- _Assigned task_
Check each line of the data, and copy those where "above" appears.

- _Record set_
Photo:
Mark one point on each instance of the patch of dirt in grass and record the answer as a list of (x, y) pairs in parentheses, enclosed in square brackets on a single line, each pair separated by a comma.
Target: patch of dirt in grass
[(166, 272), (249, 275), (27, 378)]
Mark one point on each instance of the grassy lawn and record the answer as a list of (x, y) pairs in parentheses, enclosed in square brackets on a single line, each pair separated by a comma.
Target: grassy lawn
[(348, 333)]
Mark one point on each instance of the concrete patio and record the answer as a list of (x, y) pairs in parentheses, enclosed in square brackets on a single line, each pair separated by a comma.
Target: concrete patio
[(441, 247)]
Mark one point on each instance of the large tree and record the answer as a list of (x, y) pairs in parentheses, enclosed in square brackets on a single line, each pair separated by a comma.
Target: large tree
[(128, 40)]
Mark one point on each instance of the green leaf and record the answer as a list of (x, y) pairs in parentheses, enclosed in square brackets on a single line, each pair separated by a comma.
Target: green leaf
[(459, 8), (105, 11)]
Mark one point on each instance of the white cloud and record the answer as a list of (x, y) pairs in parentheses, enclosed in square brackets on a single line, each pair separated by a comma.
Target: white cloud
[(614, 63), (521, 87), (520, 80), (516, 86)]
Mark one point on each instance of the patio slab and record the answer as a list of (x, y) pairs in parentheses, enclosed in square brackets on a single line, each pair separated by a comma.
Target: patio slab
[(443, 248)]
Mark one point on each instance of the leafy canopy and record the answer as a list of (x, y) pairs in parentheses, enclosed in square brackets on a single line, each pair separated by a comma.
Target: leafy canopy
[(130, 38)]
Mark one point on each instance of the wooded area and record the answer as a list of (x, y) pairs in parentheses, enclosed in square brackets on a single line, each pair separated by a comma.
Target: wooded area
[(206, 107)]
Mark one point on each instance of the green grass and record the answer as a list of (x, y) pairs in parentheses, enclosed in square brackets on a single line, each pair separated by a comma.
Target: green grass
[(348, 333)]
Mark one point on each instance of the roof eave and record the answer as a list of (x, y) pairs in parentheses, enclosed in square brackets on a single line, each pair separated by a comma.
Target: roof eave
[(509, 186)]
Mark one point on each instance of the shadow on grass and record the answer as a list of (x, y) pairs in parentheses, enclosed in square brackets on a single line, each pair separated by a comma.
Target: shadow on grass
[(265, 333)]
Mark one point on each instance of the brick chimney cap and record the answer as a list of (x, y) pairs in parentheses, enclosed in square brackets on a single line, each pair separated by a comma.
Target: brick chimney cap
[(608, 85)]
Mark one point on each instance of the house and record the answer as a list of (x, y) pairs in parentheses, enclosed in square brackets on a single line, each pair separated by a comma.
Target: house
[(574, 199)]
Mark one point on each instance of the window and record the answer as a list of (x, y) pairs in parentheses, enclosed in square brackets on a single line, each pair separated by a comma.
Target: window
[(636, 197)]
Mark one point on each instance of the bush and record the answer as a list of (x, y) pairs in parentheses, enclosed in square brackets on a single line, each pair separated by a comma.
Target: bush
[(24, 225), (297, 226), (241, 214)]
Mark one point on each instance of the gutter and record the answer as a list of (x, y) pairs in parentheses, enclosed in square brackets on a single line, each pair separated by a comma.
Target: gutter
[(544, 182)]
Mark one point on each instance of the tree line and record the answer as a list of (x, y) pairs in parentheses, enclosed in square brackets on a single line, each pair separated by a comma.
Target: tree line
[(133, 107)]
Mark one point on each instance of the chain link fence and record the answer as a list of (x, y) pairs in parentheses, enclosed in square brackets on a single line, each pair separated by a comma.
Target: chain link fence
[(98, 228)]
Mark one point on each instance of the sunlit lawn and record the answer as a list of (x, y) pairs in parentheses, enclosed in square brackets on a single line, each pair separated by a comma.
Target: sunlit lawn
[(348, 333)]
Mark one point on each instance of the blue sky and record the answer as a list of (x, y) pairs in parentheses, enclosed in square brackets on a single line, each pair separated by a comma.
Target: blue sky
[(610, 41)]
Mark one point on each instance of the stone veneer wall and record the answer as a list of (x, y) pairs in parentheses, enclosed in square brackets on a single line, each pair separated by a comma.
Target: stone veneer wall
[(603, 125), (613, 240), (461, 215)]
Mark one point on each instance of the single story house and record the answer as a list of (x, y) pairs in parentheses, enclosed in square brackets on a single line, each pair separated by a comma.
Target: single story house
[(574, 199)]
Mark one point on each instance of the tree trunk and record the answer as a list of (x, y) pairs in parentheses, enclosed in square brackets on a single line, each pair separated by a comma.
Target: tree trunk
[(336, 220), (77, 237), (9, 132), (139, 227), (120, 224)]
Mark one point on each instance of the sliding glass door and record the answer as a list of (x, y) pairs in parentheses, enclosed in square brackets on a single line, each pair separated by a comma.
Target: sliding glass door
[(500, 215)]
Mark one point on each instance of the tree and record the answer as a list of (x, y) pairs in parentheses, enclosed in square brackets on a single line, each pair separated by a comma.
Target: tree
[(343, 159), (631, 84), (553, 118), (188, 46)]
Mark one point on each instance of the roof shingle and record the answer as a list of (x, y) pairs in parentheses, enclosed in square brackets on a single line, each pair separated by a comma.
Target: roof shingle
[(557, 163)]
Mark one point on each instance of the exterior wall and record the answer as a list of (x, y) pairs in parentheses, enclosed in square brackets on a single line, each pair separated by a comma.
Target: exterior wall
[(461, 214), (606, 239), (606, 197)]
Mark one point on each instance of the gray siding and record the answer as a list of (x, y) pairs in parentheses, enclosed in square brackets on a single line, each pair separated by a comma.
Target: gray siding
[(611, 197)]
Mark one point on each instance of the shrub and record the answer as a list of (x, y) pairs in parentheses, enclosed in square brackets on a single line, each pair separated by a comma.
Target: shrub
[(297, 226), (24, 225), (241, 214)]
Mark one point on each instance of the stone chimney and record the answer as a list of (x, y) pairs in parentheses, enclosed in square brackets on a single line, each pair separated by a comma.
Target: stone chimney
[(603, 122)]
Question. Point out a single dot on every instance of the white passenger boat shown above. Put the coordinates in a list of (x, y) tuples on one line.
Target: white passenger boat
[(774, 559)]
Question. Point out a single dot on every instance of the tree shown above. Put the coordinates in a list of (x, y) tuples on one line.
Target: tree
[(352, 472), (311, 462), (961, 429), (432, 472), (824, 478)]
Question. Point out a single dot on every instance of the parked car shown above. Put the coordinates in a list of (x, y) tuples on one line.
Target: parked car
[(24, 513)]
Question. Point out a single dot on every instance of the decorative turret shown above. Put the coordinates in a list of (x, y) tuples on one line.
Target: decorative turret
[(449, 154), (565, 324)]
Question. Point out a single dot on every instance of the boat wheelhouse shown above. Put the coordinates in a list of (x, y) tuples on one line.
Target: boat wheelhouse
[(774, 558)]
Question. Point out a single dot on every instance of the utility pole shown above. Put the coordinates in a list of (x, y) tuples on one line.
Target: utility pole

- _Result_
Question. Point out a single dot on every instance of the white passenger boat shown above. Put the coordinates in a list of (x, y) tuples on one line.
Question. Point out a single dot on every instance of the tree shown above. Put the coordinates in a list of (x, y) tuples on one line.
Question. Point out a single dot on every instance of the parked car shown above. Put the coordinates in a list of (x, y) tuples on one line.
Question. Point out a single dot on every instance of the decorative turret shown above. Put the coordinates in a list of (x, y) tuples on one line.
Question. Point out a single dot on every instance of the boat wheelhouse shown above. Put the coordinates in a list of (x, y) tuples on one line.
Question. Point out a single dot on every instance of the utility pole shown above. Put the coordinates in a list of (x, y) tuples on one line.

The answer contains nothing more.